--- start Material to process ---

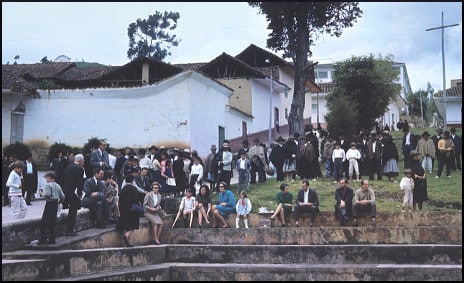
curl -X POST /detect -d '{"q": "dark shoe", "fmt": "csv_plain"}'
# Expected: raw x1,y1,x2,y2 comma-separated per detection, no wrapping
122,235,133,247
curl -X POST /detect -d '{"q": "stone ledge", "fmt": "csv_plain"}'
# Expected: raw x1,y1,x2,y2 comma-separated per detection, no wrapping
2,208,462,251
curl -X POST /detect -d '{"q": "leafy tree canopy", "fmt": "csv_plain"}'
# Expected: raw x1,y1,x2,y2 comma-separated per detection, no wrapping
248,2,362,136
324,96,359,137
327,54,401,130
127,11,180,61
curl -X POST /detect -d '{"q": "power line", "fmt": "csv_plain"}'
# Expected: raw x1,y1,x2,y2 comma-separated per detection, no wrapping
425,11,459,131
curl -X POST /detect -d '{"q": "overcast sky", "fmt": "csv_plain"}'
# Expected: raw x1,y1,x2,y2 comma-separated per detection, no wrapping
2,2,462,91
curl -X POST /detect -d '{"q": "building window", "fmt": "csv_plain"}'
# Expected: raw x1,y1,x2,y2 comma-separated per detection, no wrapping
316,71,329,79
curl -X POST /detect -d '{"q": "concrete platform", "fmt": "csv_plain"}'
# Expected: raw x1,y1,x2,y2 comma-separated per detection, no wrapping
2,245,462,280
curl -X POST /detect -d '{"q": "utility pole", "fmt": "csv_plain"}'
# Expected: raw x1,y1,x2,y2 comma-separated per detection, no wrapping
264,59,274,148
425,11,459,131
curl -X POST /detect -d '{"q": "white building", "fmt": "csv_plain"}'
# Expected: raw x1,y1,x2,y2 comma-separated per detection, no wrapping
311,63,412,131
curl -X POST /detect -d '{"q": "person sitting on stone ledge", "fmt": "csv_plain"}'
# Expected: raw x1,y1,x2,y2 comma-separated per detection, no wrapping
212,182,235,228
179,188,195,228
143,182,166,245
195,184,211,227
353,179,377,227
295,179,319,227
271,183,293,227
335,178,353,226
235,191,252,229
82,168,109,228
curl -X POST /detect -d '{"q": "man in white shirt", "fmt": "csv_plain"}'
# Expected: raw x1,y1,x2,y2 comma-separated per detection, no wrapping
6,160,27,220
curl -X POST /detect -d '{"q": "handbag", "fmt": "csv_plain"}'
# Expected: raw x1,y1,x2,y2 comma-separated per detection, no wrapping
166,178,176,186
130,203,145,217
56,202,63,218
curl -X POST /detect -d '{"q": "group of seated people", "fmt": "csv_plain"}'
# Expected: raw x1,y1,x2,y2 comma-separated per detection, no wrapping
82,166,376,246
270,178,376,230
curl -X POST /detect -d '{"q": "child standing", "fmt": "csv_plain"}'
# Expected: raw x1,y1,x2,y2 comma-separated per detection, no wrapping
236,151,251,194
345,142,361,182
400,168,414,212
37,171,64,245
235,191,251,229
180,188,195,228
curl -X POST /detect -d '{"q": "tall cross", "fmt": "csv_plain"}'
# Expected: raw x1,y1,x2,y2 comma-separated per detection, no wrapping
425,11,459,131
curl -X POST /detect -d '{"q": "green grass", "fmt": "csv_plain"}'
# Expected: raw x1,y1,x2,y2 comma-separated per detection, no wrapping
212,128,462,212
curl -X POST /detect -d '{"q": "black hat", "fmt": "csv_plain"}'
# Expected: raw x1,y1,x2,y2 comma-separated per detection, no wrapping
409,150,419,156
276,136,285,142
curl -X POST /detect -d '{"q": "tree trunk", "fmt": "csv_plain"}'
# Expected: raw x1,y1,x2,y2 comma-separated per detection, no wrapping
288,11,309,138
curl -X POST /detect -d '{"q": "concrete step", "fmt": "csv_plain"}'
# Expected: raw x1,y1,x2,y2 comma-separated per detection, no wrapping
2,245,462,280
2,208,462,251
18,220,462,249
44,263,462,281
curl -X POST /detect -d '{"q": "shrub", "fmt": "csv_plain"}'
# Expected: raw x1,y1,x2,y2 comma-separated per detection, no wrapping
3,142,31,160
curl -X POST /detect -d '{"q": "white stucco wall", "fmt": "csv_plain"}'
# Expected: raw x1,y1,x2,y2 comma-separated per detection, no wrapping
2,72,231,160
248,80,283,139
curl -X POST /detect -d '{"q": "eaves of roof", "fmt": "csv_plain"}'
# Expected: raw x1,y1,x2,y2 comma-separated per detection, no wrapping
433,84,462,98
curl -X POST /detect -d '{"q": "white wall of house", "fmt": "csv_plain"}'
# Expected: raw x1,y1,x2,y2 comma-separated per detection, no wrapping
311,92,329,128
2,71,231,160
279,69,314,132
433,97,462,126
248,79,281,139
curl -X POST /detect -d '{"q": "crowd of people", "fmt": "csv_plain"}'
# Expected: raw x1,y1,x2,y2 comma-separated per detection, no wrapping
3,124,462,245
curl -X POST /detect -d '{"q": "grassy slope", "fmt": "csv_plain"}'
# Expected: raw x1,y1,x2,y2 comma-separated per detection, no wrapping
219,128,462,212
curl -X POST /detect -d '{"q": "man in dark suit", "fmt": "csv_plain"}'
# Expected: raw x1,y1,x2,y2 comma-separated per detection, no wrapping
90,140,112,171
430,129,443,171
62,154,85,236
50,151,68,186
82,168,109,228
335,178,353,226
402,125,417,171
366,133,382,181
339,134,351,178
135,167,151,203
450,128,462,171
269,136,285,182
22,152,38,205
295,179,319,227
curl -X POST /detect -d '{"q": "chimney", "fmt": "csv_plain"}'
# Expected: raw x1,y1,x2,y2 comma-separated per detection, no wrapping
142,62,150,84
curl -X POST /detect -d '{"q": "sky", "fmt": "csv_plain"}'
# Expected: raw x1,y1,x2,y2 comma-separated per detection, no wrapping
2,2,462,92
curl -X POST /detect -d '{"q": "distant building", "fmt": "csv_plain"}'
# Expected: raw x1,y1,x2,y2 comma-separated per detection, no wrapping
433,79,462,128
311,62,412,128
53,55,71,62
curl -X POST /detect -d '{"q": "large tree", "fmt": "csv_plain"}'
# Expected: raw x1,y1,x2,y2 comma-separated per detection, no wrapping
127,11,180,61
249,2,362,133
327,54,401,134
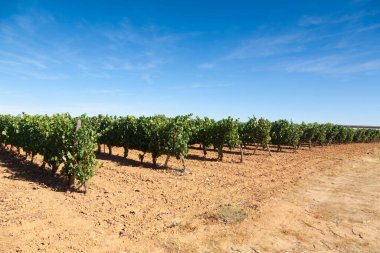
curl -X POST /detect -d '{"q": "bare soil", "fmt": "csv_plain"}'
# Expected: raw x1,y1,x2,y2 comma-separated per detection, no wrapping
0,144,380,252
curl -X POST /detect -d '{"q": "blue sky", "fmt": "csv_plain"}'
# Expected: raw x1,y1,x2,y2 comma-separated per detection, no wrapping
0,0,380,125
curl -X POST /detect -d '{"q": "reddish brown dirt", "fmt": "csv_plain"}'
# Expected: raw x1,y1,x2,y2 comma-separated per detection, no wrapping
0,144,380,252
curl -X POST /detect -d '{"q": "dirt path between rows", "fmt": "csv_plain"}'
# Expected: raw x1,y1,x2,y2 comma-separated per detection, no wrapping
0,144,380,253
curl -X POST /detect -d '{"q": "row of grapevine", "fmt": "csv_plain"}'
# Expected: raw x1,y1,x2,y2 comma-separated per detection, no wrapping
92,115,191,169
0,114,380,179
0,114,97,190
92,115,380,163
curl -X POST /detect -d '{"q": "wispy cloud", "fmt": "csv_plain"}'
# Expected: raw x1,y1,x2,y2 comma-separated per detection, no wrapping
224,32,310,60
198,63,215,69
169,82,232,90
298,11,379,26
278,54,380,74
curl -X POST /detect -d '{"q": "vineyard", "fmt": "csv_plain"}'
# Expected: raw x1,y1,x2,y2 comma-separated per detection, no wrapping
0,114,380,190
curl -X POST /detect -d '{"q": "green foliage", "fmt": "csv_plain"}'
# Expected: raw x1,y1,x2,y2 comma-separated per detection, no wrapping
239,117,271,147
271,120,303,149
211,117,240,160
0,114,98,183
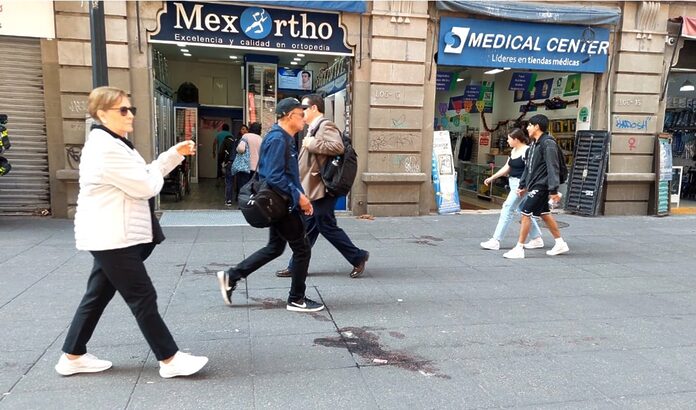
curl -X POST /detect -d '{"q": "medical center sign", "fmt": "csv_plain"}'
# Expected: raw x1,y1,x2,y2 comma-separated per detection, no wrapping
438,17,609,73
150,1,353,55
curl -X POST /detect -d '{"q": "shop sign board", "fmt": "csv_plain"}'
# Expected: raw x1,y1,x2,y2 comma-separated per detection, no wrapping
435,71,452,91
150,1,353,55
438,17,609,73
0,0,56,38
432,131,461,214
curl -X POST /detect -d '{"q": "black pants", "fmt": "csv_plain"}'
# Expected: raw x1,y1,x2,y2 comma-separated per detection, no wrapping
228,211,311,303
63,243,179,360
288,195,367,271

--- end Material to process ---
--- start Material to process ---

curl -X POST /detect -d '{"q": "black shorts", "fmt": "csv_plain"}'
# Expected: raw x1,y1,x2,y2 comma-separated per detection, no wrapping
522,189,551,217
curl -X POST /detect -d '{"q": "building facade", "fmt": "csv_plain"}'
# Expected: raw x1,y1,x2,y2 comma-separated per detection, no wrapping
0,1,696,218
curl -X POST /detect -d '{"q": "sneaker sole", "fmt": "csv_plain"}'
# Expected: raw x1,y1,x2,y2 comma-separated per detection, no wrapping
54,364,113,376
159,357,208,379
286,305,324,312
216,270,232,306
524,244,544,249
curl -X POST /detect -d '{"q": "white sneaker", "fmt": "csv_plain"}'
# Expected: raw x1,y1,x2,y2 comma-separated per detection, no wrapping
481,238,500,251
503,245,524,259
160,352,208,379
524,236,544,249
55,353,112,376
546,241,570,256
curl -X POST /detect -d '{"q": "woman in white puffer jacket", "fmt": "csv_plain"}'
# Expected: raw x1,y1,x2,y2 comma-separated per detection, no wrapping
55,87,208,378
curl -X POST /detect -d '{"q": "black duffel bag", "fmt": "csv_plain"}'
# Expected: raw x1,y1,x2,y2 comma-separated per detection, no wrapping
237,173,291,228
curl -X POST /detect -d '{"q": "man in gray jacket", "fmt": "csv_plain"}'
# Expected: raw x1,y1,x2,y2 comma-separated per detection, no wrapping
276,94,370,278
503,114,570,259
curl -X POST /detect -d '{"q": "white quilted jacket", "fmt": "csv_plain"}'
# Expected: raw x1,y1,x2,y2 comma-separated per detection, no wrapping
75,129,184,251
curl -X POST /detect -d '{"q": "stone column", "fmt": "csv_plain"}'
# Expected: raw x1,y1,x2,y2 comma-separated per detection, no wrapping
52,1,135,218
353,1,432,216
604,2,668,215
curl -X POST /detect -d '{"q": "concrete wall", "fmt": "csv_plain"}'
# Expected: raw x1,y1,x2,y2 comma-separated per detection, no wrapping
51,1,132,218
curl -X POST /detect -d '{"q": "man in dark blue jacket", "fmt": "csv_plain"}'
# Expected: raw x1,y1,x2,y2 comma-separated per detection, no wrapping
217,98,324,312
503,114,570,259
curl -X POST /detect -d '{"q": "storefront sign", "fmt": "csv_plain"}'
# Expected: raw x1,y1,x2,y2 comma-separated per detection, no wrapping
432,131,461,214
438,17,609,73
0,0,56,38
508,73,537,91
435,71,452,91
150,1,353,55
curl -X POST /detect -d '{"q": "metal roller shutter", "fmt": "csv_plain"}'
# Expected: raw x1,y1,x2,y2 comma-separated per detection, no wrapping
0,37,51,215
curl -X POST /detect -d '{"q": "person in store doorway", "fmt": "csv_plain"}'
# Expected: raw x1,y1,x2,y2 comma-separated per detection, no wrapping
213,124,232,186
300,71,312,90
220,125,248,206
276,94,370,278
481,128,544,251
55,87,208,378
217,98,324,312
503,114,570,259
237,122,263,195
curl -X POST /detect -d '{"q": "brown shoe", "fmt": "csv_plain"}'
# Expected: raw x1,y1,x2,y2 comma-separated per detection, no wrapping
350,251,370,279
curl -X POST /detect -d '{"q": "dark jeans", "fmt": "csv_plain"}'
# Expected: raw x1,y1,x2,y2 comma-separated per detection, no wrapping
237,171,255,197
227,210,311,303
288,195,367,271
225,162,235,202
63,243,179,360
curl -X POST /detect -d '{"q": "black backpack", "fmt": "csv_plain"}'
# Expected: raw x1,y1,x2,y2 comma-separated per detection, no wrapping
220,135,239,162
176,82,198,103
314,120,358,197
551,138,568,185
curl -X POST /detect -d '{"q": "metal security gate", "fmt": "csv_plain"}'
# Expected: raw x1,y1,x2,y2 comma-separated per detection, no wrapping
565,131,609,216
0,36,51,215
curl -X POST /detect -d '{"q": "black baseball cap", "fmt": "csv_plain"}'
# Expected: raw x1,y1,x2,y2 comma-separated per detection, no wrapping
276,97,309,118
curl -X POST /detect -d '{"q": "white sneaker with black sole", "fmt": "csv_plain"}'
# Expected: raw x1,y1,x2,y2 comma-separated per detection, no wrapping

--- end Material to process ---

List every line of the records above that contains the string "tree". Case counts.

curl -X POST /detect -d '{"q": "leafy tree canopy", "fmt": "csv_plain"}'
curl -X POST /detect -d '{"q": "tree trunk", "fmt": "csv_plain"}'
curl -X POST /detect -d '{"q": "large tree", "fmt": "csv_plain"}'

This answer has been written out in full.